GOAL: Rewrite every one of the records below with "shelf-audit checker" swapped for "inventory checker" wherever it occurs, keeping everything else unchanged and omitting the pictures.

** START OF EXCERPTED RECORDS **

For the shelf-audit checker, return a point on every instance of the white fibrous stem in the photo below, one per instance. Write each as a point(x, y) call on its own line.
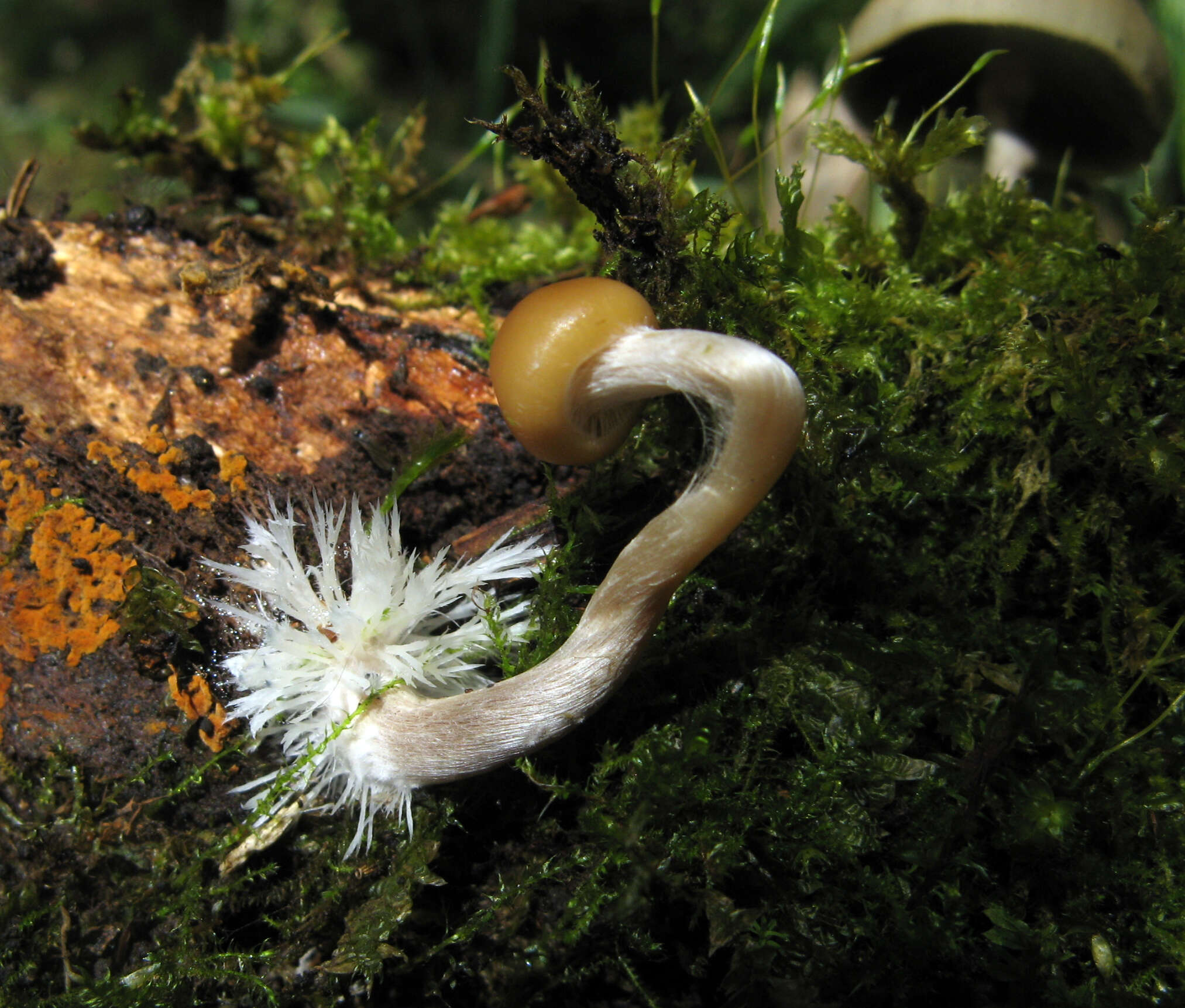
point(397, 659)
point(755, 408)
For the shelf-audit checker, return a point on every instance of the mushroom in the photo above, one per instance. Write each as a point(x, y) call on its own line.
point(369, 697)
point(1089, 76)
point(571, 365)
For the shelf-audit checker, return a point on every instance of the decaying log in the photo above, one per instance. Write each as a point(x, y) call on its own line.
point(152, 393)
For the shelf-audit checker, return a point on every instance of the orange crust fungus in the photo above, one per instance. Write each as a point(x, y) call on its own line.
point(67, 594)
point(149, 479)
point(197, 701)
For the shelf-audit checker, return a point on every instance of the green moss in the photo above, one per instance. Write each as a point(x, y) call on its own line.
point(912, 736)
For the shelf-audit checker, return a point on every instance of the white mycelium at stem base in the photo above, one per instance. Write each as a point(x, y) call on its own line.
point(571, 364)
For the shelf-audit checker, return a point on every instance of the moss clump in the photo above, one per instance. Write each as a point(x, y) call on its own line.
point(912, 736)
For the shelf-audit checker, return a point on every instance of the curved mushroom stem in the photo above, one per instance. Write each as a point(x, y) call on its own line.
point(756, 412)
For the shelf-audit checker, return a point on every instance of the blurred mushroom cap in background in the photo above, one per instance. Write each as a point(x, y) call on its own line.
point(1091, 76)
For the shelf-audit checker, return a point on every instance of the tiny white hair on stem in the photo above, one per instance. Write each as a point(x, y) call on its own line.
point(326, 652)
point(377, 692)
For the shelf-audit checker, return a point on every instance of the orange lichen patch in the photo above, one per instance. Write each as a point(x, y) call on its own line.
point(22, 503)
point(69, 601)
point(197, 700)
point(169, 486)
point(154, 481)
point(156, 443)
point(100, 452)
point(231, 469)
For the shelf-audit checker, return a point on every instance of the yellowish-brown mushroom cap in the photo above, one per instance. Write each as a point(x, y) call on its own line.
point(541, 345)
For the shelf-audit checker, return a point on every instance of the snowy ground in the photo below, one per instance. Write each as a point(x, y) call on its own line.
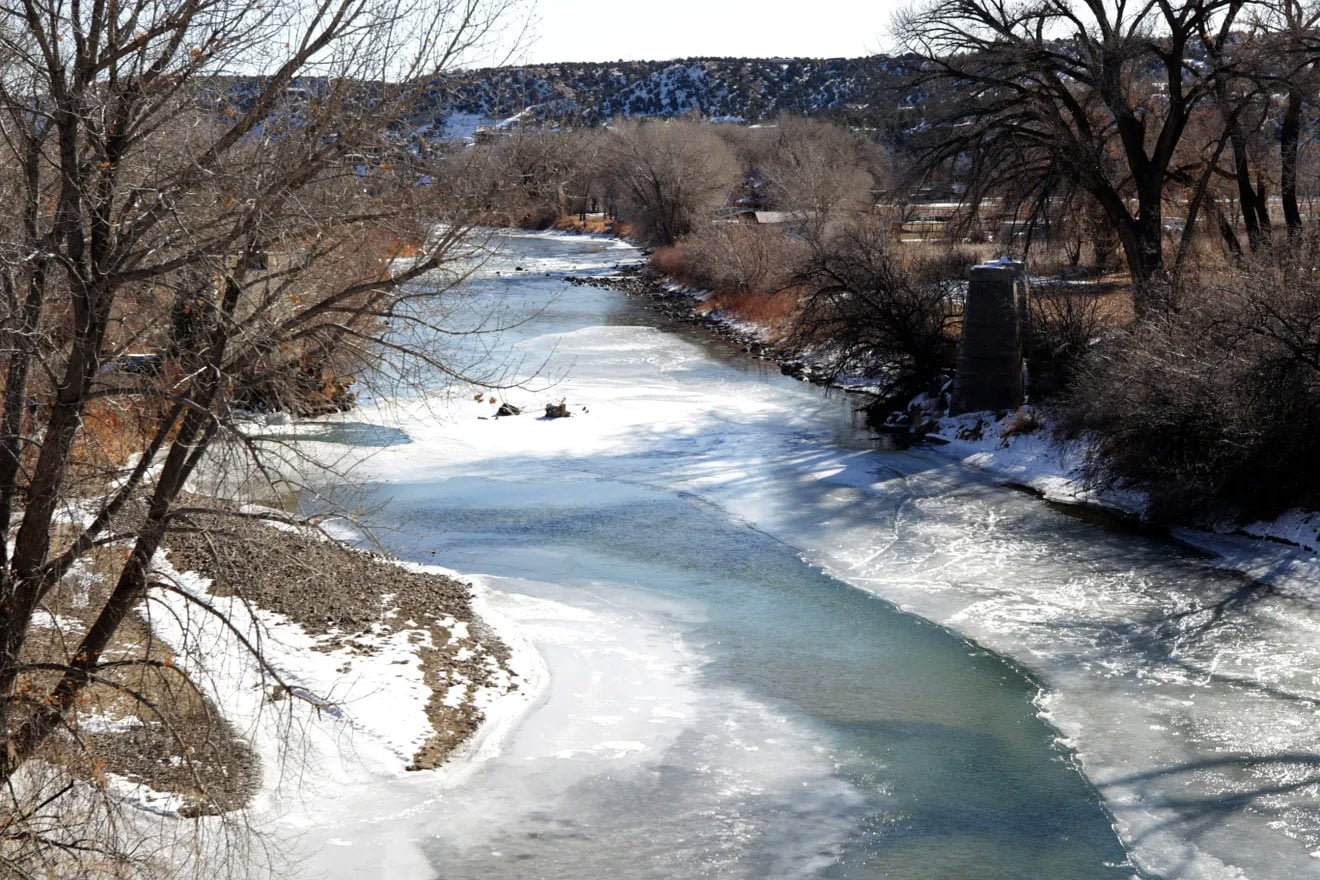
point(1279, 552)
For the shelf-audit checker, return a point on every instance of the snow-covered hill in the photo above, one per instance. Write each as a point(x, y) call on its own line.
point(730, 89)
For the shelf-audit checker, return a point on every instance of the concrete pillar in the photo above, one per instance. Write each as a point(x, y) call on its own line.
point(994, 329)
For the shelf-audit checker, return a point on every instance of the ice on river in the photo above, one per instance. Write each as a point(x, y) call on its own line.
point(1189, 695)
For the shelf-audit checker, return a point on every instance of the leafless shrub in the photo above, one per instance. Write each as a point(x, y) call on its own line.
point(737, 257)
point(870, 314)
point(1065, 321)
point(671, 176)
point(1215, 409)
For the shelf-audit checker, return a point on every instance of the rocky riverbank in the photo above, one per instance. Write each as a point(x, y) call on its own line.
point(679, 305)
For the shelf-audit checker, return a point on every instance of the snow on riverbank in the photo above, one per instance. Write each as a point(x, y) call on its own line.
point(1281, 552)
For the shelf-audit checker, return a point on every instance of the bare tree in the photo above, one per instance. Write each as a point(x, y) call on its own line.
point(819, 169)
point(1093, 94)
point(671, 176)
point(206, 205)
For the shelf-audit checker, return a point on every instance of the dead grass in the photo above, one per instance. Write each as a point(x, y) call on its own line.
point(668, 261)
point(590, 224)
point(774, 310)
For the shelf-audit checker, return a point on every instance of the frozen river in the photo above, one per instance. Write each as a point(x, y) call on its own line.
point(762, 645)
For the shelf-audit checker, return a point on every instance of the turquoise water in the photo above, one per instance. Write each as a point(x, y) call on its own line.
point(797, 726)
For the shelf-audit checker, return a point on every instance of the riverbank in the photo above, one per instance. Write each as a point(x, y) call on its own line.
point(1019, 449)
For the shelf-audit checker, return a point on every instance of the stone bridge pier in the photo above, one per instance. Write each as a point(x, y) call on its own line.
point(994, 331)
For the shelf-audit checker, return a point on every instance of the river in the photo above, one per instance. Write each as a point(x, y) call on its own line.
point(764, 647)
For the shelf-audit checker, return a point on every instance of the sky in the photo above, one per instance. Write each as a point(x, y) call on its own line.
point(665, 29)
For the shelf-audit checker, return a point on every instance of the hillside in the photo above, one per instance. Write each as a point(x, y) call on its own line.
point(730, 89)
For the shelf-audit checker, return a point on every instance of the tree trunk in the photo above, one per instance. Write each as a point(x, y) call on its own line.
point(1288, 137)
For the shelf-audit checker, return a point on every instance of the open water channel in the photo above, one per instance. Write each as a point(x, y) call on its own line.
point(770, 648)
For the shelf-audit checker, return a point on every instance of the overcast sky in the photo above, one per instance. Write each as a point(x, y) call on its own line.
point(664, 29)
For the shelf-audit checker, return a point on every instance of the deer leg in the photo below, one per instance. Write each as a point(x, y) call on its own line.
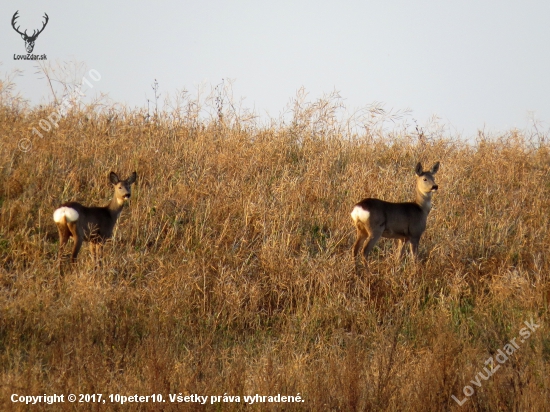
point(93, 252)
point(98, 253)
point(361, 236)
point(64, 235)
point(414, 247)
point(369, 245)
point(403, 247)
point(77, 237)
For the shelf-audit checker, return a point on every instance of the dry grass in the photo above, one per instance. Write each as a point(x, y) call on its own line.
point(231, 270)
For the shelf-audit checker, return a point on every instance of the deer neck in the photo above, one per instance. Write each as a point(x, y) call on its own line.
point(424, 200)
point(115, 207)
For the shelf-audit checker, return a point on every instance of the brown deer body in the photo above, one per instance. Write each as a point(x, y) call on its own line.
point(92, 224)
point(405, 222)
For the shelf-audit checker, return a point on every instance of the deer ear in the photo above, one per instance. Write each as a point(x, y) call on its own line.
point(113, 178)
point(132, 178)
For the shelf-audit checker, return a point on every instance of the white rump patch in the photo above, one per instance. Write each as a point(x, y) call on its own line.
point(360, 214)
point(65, 212)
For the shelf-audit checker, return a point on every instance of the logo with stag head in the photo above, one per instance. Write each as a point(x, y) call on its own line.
point(29, 40)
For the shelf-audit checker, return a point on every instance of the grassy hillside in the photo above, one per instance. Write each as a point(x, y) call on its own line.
point(230, 272)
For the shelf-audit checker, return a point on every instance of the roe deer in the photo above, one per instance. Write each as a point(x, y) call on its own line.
point(405, 222)
point(92, 224)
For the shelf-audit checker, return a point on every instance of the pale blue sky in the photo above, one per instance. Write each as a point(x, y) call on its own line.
point(477, 64)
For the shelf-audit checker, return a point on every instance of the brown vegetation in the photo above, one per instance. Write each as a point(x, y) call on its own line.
point(232, 273)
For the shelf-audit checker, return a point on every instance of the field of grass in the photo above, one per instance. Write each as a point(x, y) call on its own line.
point(230, 272)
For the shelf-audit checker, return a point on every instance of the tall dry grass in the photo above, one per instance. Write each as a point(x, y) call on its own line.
point(231, 270)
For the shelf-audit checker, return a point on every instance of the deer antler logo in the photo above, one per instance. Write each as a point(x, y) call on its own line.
point(29, 40)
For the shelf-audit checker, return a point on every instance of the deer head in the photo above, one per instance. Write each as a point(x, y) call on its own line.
point(29, 40)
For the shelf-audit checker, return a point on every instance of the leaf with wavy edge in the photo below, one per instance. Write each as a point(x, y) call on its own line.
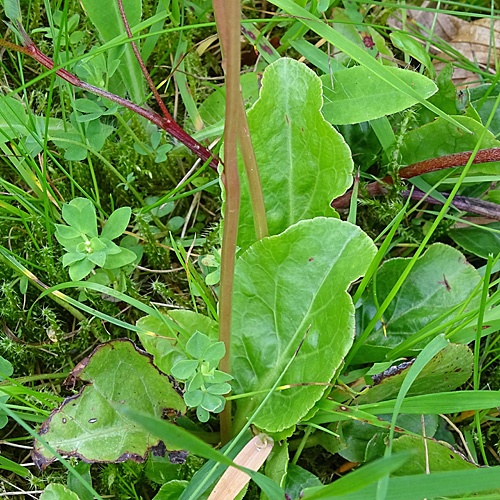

** END OF EXCERPTED RECORDS **

WRITTEN REPLY:
For the inventory checker, return a point on every instance of the white fibrous stem in the photo below, one per instance. Write each as a point(x, y) call on its own line.
point(397, 659)
point(755, 408)
For the inventory checker, return a point on every instance of the mushroom in the photo above, one per instance. Write each as a point(x, y) call on its own line.
point(369, 697)
point(1089, 76)
point(571, 365)
For the inventory checker, return a point on every instance of the decaying log in the photo above, one per instance. Write each as a point(x, y) call on its own line.
point(152, 393)
For the inventory checker, return a point on every instance of the orange crust fungus in the photo above, one per instance. Write each as a point(x, y) call on its own line.
point(67, 594)
point(149, 479)
point(197, 701)
For the inventory checker, return a point on every instance of the green moss in the photo above, one per instance. Write each as a point(x, y) call on its own line.
point(912, 736)
For the inventory checker, return a point on every instance of the white mycelium at stem base in the photo above, one per instance. Write each as a point(x, y) call on its own line.
point(571, 364)
For the inventory checker, return a point on every instance of the moss clump in the photo above, one per instance. Write each as a point(x, y) call on its own line.
point(912, 736)
For the inventory checker, return a point on every instance of the curved mushroom stem in the photo above, one per instance. Write each as a point(x, y) call on its own line.
point(756, 412)
For the inventory checker, return a point on every instance of the blurred mushroom cap in background in the photo above, one per instance. Write each as a point(x, y) call on its own line.
point(1091, 76)
For the inventory checker, return a point on every instance of the tiny white hair on stem in the photo above, one per instance. Write each as a point(x, y) call on its own line.
point(326, 652)
point(377, 692)
For the inventory checker, return a point on every instance of the orange lichen patch in the photo above, one per instance. Write each as a point(x, y) call on its own line.
point(22, 503)
point(69, 601)
point(197, 700)
point(169, 486)
point(154, 481)
point(156, 443)
point(100, 452)
point(231, 469)
For the inventory checker, return a point on every instance of the yellowish-brown mushroom cap in the photo above, one per instance. Write each as a point(x, y) call on its own line.
point(541, 345)
For the inventory checker, return a point on every instance of the snowy ground in the photo below, one per instance. Write each as a point(x, y) call on its own line.
point(1279, 552)
For the inventory checker, return a point on every instance of the snow-covered hill in the photo above, one per instance. Write each as a point(x, y) call on its own line.
point(730, 89)
For the inventory checker, return a point on every instance of the concrete pillar in the photo above, one per instance. Write each as a point(x, y) call on its own line.
point(994, 329)
For the inventory checker, return a point on every instance of the ice on river in the photo above, one per instance. Write each as a point(x, y) call on its own line.
point(1189, 695)
For the inventory checker, return a point on every instance of the leafless shrub in the photo above, one per instance. Write each as a point(x, y) call on its own line.
point(737, 257)
point(870, 314)
point(1065, 321)
point(671, 176)
point(1215, 409)
For the inventory checker, return a point on every instance of the rocky riverbank in the photo above, one per instance. Write each as a point(x, y) call on its own line.
point(679, 305)
For the inventory checker, return a point on every instance of the snow on riverbank in the photo above, one per instance. Write each as a point(x, y) call on its own line.
point(1281, 552)
For the inventory checker, return a point on every instance of the bare tree in the photo above, one per instance. Write each as a point(x, y) call on its own line.
point(819, 169)
point(1093, 94)
point(671, 176)
point(206, 205)
For the inventory checker, return a point on every instance of the dead grass in the photo above, one per instance. Write each as a point(x, y) call on its own line.
point(668, 261)
point(590, 224)
point(774, 310)
For the inventory checker, return a point on every instance of the frozen river in the photo above, one per instance. Write each as a point(x, y) call on its own line.
point(762, 645)
For the inventory checker, return a point on every instance of the turquoise water in the photo above, one per instance. Write each as a point(x, y) call on its own line.
point(797, 726)
For the inventory checker, return a point on every instance of the riverbank in the photo above, one per instance. Write each as a point(x, y) call on its own line.
point(1019, 449)
For the inventory checker, return a point on every instance of the stone bridge pier in the photo above, one per instance. Write each as a point(x, y) call on its own line.
point(994, 331)
For the inventory checker, return a point on every instance of the river in the photo above, one per instance. Write each as a point(x, y) call on its own line.
point(764, 647)
For the inventory checker, return a point on every instance of the sky in the photo above, one per instance. Write each as a point(x, y) call on its own line.
point(665, 29)
For the inventory checker, return a point on every instance of the hillside in the photo above, one per instance. Write each as a point(x, y) call on its own line.
point(730, 89)
For the inventory checker, return a point on every instance of the tree trunk in the photo above, one per instance. Write each as a point(x, y) call on its own line.
point(1288, 137)
For the inventory checker, return a point on every instance of the open water channel in the photo above, one per instance. Write each as a point(x, y) call on its own line.
point(770, 648)
For the inventory checker, return a point on every instance of the overcast sky in the photo above, one per instance. Write each as a point(x, y) call on its own line.
point(664, 29)
For the inventory checker, return a point on every instance of the deer leg in the photo below, one per instance. Write each as a point(x, y) call on its own line.
point(93, 252)
point(98, 253)
point(361, 236)
point(64, 235)
point(414, 247)
point(369, 245)
point(403, 247)
point(77, 237)
For the inventory checker, return a point on every instance of the dry grass in the photo above, one per instance. Write each as a point(x, y) call on its own line.
point(231, 270)
For the inventory checker, return a point on every instance of the deer neck in the photo above, one per instance. Write each as a point(x, y) call on its own line.
point(424, 200)
point(115, 207)
For the inventory checker, return a point on every instance of the brown deer body in the photo above, one per instance. Write each as a point(x, y) call on its own line.
point(92, 224)
point(405, 222)
For the inventory checker, return a point on every instance of the deer ear in the photo above, one per instance. Write each as a point(x, y) call on its own line.
point(113, 178)
point(132, 178)
For the inventory checker, return a point on every instance of the white rump patch in the photo above, one per instance. Write each as a point(x, y) call on its own line.
point(360, 214)
point(65, 212)
For the inventory checker, return a point on every instance of the logo with stag head in the photo above, one per instance. Write each as a point(x, y) call on its own line.
point(29, 40)
For the inventory checker, return a point on every instance of the grassy hillside in the photo above, one per instance. Write each as a point(x, y) call on its own line.
point(230, 272)
For the inventory checker, return a point on every instance of the roe deer in the photo above, one per instance. Write each as a point(x, y) call on its own line.
point(405, 222)
point(92, 224)
For the inventory checker, return a point on every instance of the pale blue sky in the photo above, one per instance. Write each as a point(x, y) call on its own line.
point(477, 64)
For the inventory checker, return a point on every instance of the brown vegetation in the photo above, one per instance. Write each as a point(x, y) call on its own line.
point(232, 273)
For the inventory checker, return a point on every instance of the field of grass in the photo above, one per instance. Write each as a point(x, y) call on its own line.
point(230, 272)
For the inventory checker, return a point on every instance of the tall dry grass in the photo above, one per instance. Write each as a point(x, y) call on its own line.
point(231, 270)
For the inventory checker, return a point on every instance of the deer antler logo in the photo above, one per instance. Write each as a point(x, y) call on its own line.
point(29, 40)
For the inventory checker, return a point on every instance of the deer head in the photo above, one per instance. Write each as a point(x, y) call on its own line.
point(29, 40)
For the inventory checker, return a point on every instance of the leaf with wavy edge in the photo below, one per instance. Write each as a point(x, y) call on its own line.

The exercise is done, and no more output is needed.